* [ACTION ITEM]:
Pull every line that includes the word "light" from the data.

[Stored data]

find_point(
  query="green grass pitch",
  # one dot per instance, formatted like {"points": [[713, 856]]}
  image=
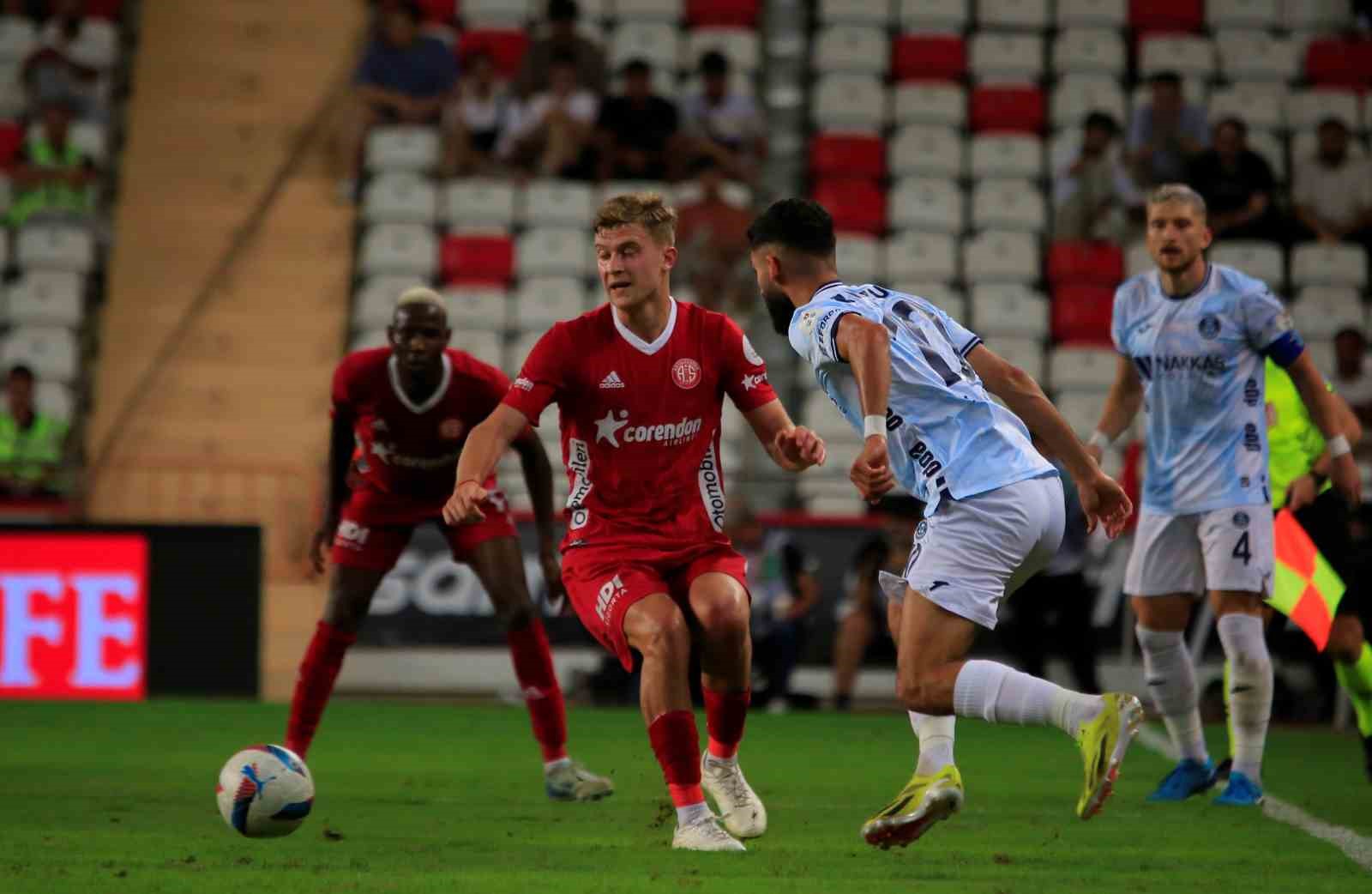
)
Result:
{"points": [[418, 798]]}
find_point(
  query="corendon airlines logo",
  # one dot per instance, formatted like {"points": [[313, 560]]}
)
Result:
{"points": [[615, 426], [73, 615]]}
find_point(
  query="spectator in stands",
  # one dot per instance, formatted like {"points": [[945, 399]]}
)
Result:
{"points": [[713, 239], [473, 121], [1092, 191], [551, 135], [32, 444], [1165, 132], [52, 178], [535, 72], [405, 77], [638, 130], [724, 123], [1333, 190]]}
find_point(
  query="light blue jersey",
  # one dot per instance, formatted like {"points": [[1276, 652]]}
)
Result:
{"points": [[946, 436], [1200, 359]]}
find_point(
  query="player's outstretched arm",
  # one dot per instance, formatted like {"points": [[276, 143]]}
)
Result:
{"points": [[482, 450], [1333, 423]]}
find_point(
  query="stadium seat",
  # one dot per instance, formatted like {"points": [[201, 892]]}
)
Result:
{"points": [[1086, 264], [926, 151], [400, 198], [402, 148], [1081, 368], [1261, 260], [478, 258], [844, 102], [855, 205], [1090, 51], [557, 203], [930, 103], [1012, 311], [1008, 155], [930, 58], [1317, 264], [553, 251], [45, 299], [914, 256], [477, 308], [847, 155], [55, 247], [928, 203], [1008, 109], [851, 48], [479, 203], [1081, 313], [1008, 205], [50, 350], [994, 57], [1002, 257]]}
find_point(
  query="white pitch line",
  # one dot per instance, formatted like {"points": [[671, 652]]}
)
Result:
{"points": [[1357, 848]]}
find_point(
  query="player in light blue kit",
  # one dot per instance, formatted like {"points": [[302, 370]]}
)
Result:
{"points": [[917, 384], [1193, 338]]}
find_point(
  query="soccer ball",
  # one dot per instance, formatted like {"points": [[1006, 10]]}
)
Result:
{"points": [[265, 791]]}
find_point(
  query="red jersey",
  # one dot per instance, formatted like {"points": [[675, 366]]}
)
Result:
{"points": [[640, 422], [405, 450]]}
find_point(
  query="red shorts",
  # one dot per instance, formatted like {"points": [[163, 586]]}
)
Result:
{"points": [[375, 528], [604, 581]]}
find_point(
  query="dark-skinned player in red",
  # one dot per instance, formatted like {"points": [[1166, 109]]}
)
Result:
{"points": [[401, 415]]}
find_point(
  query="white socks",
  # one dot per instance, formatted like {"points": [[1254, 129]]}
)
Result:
{"points": [[1003, 695], [1250, 690], [1172, 680], [935, 742]]}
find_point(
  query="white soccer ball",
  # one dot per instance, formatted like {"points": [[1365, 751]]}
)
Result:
{"points": [[265, 791]]}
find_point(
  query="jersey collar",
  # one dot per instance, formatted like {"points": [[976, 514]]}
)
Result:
{"points": [[656, 345], [393, 368]]}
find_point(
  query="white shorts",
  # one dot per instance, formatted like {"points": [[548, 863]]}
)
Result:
{"points": [[972, 553], [1202, 551]]}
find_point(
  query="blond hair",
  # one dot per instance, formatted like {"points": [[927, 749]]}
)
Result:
{"points": [[647, 209]]}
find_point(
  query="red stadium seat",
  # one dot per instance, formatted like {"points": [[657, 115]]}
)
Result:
{"points": [[857, 205], [471, 260], [1081, 313], [847, 154], [1008, 109], [722, 13], [1086, 264], [930, 58], [505, 47]]}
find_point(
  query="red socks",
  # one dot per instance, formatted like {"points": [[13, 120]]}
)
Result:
{"points": [[677, 746], [725, 716], [313, 687], [542, 695]]}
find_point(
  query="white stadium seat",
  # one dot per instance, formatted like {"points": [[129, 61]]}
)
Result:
{"points": [[408, 148], [1316, 264], [479, 203], [553, 251], [851, 48], [925, 150], [923, 256], [400, 198], [930, 103], [402, 249], [1008, 205], [50, 350], [928, 203], [1002, 257], [1261, 260]]}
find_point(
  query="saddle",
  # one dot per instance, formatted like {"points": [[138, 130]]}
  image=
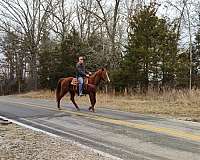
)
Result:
{"points": [[75, 83]]}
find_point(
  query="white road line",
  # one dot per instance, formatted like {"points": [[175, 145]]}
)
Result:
{"points": [[54, 135]]}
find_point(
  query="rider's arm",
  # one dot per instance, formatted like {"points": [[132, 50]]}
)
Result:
{"points": [[80, 71]]}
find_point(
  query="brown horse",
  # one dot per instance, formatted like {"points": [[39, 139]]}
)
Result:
{"points": [[65, 85]]}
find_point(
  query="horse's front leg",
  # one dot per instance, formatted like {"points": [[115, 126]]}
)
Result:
{"points": [[72, 95], [92, 100]]}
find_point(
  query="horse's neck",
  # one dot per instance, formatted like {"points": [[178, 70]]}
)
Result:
{"points": [[94, 79]]}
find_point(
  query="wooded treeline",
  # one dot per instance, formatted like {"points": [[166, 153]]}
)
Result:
{"points": [[143, 44]]}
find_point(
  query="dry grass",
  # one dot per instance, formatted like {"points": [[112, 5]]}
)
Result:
{"points": [[179, 104]]}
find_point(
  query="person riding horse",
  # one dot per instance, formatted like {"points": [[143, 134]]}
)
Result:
{"points": [[81, 73]]}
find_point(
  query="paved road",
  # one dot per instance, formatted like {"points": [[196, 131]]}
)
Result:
{"points": [[128, 136]]}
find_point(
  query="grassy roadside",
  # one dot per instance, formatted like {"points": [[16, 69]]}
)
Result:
{"points": [[178, 104]]}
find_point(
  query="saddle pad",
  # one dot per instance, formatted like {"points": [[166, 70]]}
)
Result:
{"points": [[74, 82]]}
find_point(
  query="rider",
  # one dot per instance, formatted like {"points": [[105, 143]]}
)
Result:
{"points": [[81, 73]]}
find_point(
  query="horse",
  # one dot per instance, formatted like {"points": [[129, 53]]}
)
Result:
{"points": [[65, 85]]}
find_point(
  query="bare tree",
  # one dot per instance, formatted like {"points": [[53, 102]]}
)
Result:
{"points": [[31, 16]]}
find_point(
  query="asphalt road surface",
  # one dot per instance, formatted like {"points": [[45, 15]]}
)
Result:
{"points": [[129, 136]]}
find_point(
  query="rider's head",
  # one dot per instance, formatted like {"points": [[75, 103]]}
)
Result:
{"points": [[80, 59]]}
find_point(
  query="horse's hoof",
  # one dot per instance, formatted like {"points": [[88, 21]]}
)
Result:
{"points": [[91, 109]]}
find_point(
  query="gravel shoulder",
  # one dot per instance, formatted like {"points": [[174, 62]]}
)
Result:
{"points": [[18, 143]]}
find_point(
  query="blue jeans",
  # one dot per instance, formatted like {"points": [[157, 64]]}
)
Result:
{"points": [[80, 80]]}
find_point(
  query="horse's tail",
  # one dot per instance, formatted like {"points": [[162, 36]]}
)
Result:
{"points": [[58, 89]]}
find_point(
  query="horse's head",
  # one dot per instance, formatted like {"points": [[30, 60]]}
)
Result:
{"points": [[104, 75]]}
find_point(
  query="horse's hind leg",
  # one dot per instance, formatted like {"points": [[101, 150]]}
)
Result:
{"points": [[63, 92], [72, 95], [92, 100]]}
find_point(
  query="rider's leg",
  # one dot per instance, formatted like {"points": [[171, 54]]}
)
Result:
{"points": [[80, 80]]}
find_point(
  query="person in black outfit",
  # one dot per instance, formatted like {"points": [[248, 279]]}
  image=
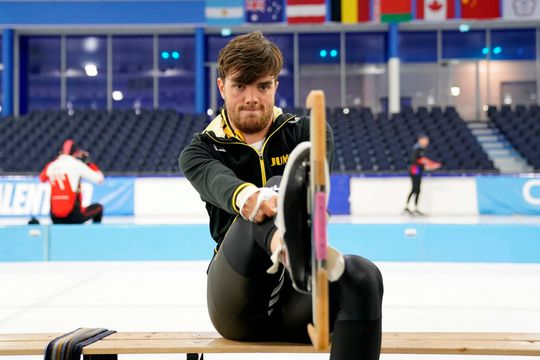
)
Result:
{"points": [[419, 162], [235, 164]]}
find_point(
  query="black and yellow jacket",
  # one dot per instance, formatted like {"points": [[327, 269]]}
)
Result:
{"points": [[219, 164]]}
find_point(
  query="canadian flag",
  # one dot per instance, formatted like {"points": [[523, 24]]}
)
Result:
{"points": [[435, 10]]}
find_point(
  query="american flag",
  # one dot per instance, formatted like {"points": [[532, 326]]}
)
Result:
{"points": [[264, 11]]}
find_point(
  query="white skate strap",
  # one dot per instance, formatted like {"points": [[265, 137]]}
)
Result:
{"points": [[335, 262], [276, 258], [243, 197]]}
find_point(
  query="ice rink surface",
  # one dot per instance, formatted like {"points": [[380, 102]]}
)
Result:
{"points": [[170, 296]]}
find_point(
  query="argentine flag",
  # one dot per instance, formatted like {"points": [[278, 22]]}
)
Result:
{"points": [[224, 12]]}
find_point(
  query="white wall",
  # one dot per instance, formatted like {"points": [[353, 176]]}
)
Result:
{"points": [[167, 197]]}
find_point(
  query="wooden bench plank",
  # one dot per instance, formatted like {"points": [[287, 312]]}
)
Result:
{"points": [[213, 335], [211, 342]]}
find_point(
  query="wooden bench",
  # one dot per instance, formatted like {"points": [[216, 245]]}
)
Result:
{"points": [[193, 343]]}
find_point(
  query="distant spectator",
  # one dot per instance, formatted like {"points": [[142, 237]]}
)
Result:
{"points": [[65, 174], [419, 162]]}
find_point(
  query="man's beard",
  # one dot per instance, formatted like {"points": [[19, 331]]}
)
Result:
{"points": [[250, 124]]}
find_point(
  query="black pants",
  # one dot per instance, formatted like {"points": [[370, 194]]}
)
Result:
{"points": [[416, 180], [80, 215], [246, 303]]}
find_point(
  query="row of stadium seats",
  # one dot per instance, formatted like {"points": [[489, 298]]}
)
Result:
{"points": [[521, 127], [149, 142]]}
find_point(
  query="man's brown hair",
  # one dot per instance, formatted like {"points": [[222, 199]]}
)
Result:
{"points": [[249, 57]]}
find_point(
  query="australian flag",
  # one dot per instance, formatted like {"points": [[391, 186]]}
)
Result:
{"points": [[264, 11]]}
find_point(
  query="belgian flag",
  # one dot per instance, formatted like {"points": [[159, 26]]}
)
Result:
{"points": [[350, 11]]}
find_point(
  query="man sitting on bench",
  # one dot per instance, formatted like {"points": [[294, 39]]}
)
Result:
{"points": [[235, 164]]}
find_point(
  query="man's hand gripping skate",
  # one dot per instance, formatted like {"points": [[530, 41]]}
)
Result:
{"points": [[259, 205]]}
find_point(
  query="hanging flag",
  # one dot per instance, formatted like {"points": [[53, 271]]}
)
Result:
{"points": [[224, 12], [435, 10], [376, 11], [306, 11], [479, 9], [264, 11], [353, 11], [396, 10], [521, 9]]}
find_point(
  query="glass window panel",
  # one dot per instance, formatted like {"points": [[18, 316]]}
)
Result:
{"points": [[418, 46], [513, 44], [86, 72], [366, 82], [43, 72], [366, 47], [461, 85], [176, 72], [285, 92], [319, 49], [511, 83], [464, 45], [419, 83], [320, 66], [214, 44], [132, 72], [1, 74], [366, 86]]}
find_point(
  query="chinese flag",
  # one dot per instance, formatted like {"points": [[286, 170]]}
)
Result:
{"points": [[396, 10], [480, 9]]}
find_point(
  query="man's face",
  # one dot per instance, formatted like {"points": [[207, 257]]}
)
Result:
{"points": [[249, 107]]}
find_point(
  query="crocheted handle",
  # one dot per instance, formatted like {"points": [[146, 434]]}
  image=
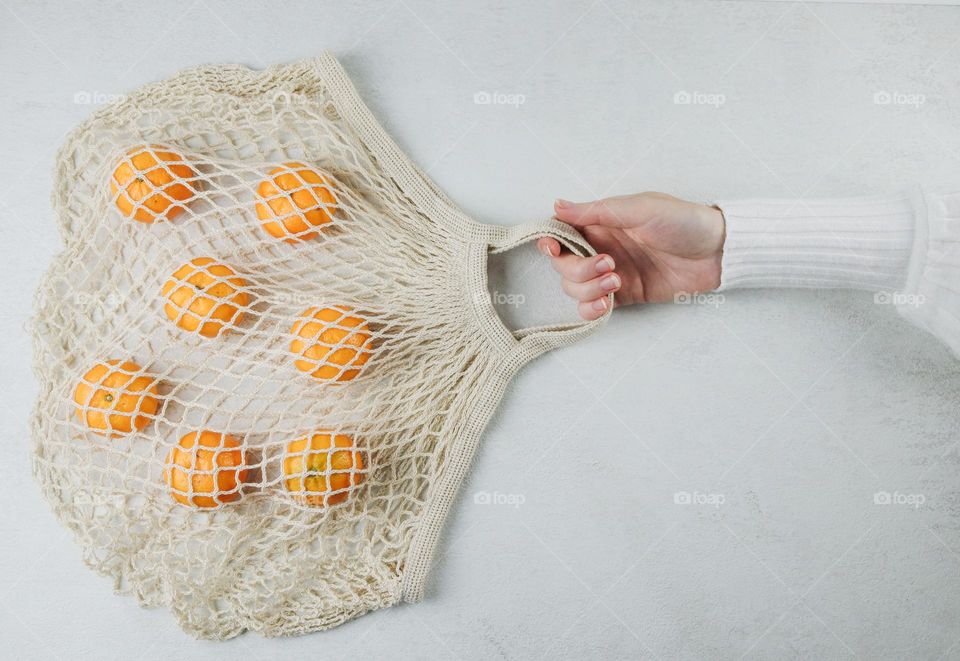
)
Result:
{"points": [[542, 338]]}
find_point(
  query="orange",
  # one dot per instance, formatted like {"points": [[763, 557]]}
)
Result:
{"points": [[151, 183], [330, 343], [205, 469], [294, 200], [205, 295], [116, 398], [317, 473]]}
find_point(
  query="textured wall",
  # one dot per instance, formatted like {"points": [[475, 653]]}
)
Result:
{"points": [[779, 415]]}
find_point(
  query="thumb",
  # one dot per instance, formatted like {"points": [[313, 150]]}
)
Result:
{"points": [[610, 212]]}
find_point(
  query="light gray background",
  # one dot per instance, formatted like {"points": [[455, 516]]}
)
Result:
{"points": [[794, 408]]}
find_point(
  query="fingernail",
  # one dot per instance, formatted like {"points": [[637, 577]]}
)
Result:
{"points": [[605, 264], [610, 283]]}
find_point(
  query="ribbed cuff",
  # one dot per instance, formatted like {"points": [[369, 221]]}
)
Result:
{"points": [[853, 243]]}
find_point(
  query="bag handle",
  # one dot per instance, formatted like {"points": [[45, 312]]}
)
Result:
{"points": [[538, 339]]}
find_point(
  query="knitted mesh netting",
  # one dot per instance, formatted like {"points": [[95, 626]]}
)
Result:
{"points": [[267, 352]]}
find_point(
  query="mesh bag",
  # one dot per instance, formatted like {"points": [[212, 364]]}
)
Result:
{"points": [[267, 352]]}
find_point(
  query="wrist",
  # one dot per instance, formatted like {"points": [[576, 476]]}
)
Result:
{"points": [[715, 233]]}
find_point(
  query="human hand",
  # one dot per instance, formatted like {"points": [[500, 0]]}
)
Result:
{"points": [[650, 246]]}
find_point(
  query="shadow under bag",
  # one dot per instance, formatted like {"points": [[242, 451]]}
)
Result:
{"points": [[267, 352]]}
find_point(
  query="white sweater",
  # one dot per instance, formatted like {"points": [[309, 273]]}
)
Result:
{"points": [[904, 248]]}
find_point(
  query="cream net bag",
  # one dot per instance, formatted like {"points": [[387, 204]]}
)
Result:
{"points": [[267, 352]]}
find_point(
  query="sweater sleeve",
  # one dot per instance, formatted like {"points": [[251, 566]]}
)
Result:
{"points": [[855, 243], [904, 248]]}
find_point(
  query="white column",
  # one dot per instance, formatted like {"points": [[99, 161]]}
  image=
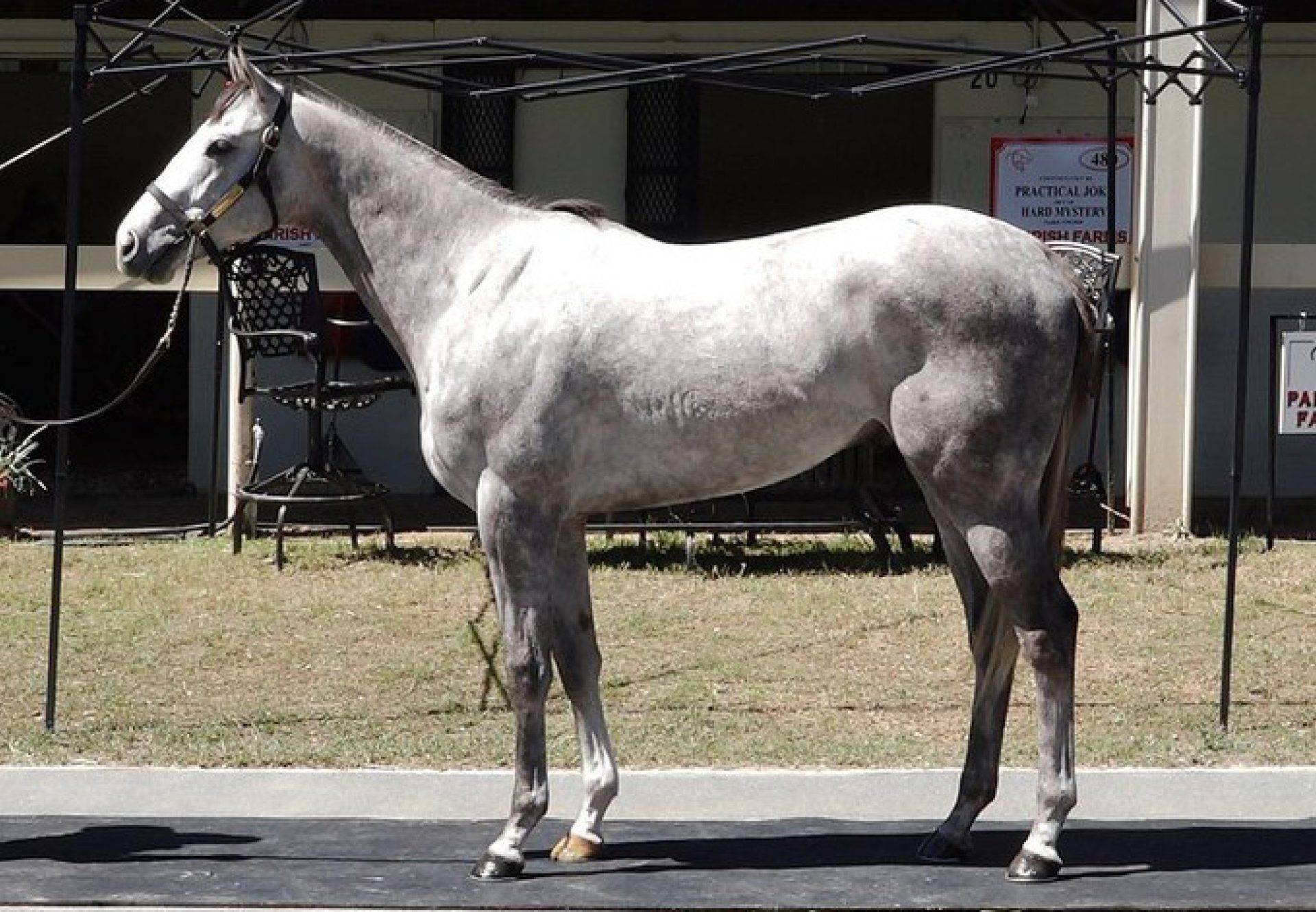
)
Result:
{"points": [[1164, 316]]}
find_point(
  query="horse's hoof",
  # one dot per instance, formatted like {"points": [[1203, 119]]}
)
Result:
{"points": [[940, 850], [495, 867], [573, 849], [1031, 867]]}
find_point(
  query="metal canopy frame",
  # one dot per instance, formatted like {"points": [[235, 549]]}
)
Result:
{"points": [[805, 70]]}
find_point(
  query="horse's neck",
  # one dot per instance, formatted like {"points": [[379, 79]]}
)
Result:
{"points": [[396, 220]]}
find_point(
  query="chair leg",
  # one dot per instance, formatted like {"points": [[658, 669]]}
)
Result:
{"points": [[390, 544], [239, 521], [303, 474]]}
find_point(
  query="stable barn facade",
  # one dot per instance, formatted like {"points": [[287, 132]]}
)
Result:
{"points": [[706, 162]]}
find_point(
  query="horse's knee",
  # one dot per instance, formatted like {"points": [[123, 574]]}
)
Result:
{"points": [[528, 677], [1048, 650]]}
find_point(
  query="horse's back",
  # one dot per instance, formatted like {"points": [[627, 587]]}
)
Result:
{"points": [[637, 373]]}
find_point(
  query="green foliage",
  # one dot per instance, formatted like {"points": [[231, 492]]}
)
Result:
{"points": [[17, 460], [788, 653]]}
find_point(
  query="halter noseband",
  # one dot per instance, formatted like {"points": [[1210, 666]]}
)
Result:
{"points": [[258, 174]]}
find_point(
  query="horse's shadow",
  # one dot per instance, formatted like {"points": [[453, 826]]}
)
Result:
{"points": [[117, 844], [1095, 852]]}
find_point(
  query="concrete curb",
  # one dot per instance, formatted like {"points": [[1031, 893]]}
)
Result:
{"points": [[866, 796]]}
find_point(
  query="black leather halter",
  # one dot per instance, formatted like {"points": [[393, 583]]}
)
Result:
{"points": [[258, 174]]}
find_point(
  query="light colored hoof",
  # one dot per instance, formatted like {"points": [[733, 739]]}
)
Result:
{"points": [[574, 849]]}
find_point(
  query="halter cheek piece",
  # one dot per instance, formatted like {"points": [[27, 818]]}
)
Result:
{"points": [[258, 174]]}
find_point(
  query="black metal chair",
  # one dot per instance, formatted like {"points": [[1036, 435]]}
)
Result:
{"points": [[276, 311]]}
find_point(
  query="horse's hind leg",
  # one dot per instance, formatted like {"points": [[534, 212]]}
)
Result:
{"points": [[995, 652], [576, 649], [519, 539], [1021, 574]]}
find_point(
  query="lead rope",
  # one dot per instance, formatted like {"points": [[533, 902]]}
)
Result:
{"points": [[10, 412]]}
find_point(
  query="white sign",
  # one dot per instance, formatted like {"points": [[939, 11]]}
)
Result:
{"points": [[1054, 187], [1298, 383]]}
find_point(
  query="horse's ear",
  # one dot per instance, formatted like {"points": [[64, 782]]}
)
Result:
{"points": [[240, 69]]}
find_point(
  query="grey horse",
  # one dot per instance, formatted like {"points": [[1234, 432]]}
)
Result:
{"points": [[569, 366]]}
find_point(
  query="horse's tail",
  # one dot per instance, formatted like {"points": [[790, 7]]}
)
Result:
{"points": [[1085, 380]]}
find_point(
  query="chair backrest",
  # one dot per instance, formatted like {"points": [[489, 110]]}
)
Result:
{"points": [[267, 287]]}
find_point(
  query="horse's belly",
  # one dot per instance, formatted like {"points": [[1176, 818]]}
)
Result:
{"points": [[639, 465]]}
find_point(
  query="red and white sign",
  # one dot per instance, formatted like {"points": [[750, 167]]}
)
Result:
{"points": [[1298, 383], [1056, 187]]}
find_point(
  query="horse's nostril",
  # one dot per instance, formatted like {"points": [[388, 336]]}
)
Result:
{"points": [[128, 245]]}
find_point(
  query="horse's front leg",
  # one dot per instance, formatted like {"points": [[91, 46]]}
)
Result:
{"points": [[519, 541], [576, 649]]}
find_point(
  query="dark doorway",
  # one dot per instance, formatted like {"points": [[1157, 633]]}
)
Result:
{"points": [[770, 162], [115, 331]]}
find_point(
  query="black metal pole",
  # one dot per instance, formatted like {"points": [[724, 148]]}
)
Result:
{"points": [[1112, 198], [217, 381], [1271, 434], [77, 98], [1250, 216]]}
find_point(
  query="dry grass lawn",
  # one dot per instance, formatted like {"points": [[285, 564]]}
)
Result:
{"points": [[795, 653]]}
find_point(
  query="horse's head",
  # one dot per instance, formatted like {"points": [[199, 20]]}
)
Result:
{"points": [[203, 190]]}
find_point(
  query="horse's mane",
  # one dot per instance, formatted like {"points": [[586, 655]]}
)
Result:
{"points": [[587, 210]]}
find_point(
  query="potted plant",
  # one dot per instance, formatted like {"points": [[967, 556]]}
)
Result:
{"points": [[17, 461]]}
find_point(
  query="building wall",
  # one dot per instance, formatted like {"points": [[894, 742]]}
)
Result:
{"points": [[578, 148]]}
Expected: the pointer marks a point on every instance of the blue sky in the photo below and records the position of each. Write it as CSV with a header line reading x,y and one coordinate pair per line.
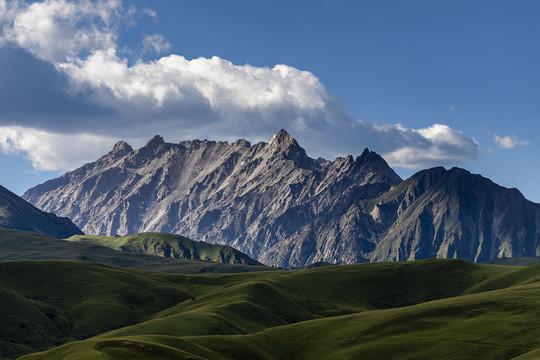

* [RESULT]:
  query="light blue jersey",
  query="player in light blue kit",
  query="light gray background",
  query="light colored hoof",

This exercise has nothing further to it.